(Challenge): Write out, word for word, the lines of the material below, from the line containing "the red wheel" through the last line of the material, inclusive.

Collected data entries
——————————
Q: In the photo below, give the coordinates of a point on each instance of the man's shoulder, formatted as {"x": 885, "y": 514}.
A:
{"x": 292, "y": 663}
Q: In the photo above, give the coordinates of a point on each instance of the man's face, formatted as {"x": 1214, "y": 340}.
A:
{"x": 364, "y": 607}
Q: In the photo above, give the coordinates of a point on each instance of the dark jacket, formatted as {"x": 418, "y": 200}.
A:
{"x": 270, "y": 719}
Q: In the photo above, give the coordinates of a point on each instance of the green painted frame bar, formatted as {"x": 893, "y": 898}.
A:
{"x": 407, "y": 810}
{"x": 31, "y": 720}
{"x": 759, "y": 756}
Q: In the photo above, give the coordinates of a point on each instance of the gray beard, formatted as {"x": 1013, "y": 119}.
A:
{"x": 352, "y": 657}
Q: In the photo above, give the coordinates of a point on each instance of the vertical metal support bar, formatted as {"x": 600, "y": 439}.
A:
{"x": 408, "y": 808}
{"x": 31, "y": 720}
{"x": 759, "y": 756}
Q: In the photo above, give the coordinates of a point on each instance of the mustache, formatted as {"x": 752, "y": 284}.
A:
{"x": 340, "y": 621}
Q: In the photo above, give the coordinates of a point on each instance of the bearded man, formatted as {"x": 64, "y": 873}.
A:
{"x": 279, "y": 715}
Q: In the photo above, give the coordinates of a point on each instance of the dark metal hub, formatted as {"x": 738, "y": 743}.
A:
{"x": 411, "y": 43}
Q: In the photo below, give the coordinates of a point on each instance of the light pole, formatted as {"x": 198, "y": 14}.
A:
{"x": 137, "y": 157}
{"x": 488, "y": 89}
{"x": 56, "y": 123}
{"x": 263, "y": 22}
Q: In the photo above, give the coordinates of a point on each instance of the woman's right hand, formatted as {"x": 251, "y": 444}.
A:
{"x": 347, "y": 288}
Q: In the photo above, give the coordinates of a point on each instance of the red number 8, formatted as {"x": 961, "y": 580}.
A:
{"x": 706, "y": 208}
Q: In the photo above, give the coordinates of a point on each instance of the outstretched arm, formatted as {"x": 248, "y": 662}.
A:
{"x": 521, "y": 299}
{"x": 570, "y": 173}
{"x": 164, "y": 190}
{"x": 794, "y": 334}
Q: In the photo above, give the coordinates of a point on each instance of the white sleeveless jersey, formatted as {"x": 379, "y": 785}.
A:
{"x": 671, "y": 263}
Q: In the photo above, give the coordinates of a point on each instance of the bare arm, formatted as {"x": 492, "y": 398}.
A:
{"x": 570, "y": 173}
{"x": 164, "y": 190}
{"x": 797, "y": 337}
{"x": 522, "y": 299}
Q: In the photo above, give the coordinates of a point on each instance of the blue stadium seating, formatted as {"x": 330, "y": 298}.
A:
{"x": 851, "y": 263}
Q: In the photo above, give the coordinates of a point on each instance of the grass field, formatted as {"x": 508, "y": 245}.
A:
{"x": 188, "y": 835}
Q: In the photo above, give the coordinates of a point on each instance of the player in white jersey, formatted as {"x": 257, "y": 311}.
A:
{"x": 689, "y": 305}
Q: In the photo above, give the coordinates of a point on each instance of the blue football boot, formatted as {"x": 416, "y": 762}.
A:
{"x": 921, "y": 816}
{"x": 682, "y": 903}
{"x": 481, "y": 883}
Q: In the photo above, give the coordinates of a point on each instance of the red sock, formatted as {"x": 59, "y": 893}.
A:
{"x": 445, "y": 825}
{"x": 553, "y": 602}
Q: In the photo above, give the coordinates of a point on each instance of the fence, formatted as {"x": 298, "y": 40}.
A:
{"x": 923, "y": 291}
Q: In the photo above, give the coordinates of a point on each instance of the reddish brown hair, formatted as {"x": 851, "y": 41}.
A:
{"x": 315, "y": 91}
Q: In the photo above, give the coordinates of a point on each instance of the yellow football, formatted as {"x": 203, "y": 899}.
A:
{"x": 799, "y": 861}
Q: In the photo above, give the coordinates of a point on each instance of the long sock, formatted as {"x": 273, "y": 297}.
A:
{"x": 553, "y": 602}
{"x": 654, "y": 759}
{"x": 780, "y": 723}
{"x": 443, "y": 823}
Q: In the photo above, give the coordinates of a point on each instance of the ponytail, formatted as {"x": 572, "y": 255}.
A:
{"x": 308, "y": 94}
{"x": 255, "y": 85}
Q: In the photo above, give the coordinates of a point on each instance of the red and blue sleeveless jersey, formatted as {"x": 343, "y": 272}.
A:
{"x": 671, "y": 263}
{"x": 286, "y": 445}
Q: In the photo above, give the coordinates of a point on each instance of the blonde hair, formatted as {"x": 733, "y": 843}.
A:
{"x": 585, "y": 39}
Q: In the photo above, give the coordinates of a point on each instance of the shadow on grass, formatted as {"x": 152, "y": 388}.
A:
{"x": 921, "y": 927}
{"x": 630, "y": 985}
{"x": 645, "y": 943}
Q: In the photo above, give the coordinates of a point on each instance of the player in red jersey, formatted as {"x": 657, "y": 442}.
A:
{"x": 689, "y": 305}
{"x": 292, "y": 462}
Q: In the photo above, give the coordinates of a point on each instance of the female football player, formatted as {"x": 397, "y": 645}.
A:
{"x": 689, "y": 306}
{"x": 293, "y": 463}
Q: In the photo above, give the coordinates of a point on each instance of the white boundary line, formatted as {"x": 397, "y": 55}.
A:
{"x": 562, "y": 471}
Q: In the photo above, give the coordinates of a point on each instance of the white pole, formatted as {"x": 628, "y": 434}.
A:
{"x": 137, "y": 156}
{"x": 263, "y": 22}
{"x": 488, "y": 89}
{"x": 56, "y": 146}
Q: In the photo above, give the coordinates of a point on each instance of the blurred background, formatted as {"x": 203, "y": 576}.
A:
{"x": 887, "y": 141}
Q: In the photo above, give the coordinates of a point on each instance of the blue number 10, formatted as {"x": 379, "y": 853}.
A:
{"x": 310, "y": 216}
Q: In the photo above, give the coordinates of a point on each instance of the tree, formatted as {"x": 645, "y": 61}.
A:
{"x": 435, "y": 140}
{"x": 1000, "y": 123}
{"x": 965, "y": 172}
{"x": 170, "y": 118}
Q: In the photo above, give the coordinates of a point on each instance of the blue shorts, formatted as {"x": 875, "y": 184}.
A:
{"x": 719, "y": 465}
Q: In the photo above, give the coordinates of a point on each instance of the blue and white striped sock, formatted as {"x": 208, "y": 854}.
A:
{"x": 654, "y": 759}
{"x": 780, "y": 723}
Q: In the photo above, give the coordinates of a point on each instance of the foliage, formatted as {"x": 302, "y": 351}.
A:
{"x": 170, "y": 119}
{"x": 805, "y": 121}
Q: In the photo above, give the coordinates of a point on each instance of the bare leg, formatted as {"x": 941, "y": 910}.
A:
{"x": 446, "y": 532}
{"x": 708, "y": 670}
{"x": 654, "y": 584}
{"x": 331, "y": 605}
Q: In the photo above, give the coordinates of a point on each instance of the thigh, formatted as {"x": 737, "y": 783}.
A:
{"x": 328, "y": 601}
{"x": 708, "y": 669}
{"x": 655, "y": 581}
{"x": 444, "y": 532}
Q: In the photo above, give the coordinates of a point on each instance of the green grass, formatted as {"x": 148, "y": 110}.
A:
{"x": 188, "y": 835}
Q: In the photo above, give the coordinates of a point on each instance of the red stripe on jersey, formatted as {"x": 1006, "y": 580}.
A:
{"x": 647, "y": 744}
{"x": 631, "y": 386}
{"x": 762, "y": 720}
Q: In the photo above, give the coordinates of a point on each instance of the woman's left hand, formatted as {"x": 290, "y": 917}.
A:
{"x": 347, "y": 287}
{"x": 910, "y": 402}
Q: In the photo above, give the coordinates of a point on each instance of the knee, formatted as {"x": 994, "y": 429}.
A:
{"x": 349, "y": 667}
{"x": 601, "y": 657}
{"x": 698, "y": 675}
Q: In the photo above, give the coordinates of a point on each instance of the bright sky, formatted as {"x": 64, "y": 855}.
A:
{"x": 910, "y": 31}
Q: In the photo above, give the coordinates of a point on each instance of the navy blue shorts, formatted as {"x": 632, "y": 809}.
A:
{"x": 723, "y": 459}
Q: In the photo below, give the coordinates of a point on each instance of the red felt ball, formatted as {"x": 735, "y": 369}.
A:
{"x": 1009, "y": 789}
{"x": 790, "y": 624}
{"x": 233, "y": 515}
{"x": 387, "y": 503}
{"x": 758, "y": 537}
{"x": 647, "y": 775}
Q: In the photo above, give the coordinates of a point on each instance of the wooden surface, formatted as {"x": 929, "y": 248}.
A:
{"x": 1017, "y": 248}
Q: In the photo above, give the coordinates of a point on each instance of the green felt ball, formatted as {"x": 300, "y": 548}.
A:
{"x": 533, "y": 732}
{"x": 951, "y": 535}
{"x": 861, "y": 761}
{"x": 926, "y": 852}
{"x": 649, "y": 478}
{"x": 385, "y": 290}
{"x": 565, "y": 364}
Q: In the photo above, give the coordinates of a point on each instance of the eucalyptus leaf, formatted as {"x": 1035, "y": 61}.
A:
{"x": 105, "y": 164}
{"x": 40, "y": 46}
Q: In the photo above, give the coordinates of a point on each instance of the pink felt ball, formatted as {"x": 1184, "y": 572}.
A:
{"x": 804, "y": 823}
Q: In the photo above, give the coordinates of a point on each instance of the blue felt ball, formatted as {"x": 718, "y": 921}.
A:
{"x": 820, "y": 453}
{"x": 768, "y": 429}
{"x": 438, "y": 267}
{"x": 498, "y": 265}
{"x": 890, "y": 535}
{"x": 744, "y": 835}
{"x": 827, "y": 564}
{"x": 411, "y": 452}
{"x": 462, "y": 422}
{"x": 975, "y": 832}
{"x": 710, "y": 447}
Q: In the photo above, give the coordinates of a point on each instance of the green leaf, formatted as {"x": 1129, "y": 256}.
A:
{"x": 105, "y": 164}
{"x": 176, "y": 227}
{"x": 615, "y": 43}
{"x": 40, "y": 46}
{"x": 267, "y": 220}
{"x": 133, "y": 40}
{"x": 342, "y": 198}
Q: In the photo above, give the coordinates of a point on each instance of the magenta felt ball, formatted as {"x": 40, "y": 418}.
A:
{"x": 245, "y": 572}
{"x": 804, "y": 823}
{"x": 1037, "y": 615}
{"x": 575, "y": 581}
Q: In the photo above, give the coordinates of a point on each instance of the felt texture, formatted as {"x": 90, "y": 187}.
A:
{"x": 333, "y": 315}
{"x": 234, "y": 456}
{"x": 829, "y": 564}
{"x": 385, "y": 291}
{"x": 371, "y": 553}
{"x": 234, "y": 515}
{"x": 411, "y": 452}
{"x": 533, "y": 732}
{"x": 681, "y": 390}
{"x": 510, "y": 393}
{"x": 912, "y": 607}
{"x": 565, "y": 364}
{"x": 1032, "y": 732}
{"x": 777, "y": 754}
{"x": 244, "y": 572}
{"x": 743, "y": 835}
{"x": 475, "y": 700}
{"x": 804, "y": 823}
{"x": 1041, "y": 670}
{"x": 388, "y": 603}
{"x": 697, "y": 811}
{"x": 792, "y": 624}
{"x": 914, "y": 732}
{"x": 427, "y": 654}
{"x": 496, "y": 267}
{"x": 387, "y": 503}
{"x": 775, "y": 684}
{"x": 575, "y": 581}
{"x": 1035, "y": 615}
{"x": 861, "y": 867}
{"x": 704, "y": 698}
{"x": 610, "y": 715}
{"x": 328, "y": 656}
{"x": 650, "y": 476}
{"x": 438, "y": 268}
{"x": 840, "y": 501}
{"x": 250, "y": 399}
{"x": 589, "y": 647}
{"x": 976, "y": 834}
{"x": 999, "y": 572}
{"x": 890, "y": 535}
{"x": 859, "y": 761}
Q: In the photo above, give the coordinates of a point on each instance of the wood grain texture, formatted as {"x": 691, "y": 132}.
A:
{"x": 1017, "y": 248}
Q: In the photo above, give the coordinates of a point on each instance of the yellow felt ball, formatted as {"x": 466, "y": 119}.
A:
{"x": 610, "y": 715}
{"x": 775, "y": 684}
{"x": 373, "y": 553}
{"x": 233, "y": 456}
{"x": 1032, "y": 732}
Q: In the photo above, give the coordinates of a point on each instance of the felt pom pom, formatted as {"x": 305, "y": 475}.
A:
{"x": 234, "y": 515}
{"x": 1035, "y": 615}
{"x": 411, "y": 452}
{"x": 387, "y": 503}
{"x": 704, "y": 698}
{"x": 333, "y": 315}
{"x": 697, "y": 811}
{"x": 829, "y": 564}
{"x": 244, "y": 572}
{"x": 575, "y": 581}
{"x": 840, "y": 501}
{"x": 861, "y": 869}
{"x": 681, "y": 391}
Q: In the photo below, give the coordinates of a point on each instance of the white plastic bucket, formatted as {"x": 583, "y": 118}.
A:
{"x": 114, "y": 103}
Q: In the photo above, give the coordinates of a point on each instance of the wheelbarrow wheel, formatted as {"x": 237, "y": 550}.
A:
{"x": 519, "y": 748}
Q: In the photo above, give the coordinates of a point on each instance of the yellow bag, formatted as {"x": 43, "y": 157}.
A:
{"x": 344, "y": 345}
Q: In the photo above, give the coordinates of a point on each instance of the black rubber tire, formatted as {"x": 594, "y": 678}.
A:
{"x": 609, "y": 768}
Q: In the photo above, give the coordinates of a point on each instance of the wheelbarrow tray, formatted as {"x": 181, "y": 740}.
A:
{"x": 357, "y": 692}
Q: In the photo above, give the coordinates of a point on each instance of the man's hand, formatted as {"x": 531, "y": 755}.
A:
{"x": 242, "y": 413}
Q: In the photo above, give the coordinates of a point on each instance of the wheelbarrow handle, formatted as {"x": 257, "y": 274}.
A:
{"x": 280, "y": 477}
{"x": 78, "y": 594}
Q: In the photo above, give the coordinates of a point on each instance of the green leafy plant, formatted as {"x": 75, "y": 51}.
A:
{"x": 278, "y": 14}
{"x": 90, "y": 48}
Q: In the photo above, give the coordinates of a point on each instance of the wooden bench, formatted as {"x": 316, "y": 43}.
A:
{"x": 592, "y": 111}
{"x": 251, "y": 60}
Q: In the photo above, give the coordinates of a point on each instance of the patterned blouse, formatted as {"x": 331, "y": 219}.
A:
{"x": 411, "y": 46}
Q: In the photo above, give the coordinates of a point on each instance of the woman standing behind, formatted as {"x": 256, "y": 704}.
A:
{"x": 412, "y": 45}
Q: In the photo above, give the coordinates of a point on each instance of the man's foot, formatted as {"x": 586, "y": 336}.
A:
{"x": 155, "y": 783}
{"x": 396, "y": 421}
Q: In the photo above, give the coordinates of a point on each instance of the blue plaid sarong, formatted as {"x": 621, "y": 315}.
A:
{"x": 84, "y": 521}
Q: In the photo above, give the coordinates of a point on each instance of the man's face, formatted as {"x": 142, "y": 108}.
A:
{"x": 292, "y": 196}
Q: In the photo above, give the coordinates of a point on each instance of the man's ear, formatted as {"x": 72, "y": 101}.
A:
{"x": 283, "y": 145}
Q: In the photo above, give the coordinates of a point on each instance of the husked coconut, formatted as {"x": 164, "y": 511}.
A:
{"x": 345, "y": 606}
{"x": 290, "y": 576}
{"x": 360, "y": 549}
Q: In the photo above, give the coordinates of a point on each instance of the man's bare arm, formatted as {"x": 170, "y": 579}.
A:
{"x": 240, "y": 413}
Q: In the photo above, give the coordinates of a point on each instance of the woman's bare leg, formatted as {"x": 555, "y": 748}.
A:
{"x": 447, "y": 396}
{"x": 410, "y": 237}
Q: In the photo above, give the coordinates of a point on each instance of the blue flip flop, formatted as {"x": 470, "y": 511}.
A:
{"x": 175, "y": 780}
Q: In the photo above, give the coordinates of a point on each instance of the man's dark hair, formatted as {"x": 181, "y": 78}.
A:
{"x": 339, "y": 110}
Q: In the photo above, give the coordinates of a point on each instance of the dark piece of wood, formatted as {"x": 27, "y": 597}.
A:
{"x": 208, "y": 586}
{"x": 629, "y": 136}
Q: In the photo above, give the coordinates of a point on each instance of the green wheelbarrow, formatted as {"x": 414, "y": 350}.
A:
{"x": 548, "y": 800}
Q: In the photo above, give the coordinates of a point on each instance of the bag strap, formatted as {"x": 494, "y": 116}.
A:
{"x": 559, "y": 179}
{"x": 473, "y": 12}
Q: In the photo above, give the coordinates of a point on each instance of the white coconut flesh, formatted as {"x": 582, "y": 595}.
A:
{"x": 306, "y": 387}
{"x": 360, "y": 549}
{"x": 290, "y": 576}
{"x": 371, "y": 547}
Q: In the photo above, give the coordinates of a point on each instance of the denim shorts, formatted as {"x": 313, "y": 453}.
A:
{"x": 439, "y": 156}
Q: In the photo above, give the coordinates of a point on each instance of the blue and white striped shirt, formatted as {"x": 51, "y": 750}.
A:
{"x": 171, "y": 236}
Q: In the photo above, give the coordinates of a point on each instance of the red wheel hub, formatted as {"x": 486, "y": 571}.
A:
——————————
(Correct result):
Q: In the photo above, give the coordinates of a point on each instance of the red wheel hub, formatted as {"x": 486, "y": 571}.
A:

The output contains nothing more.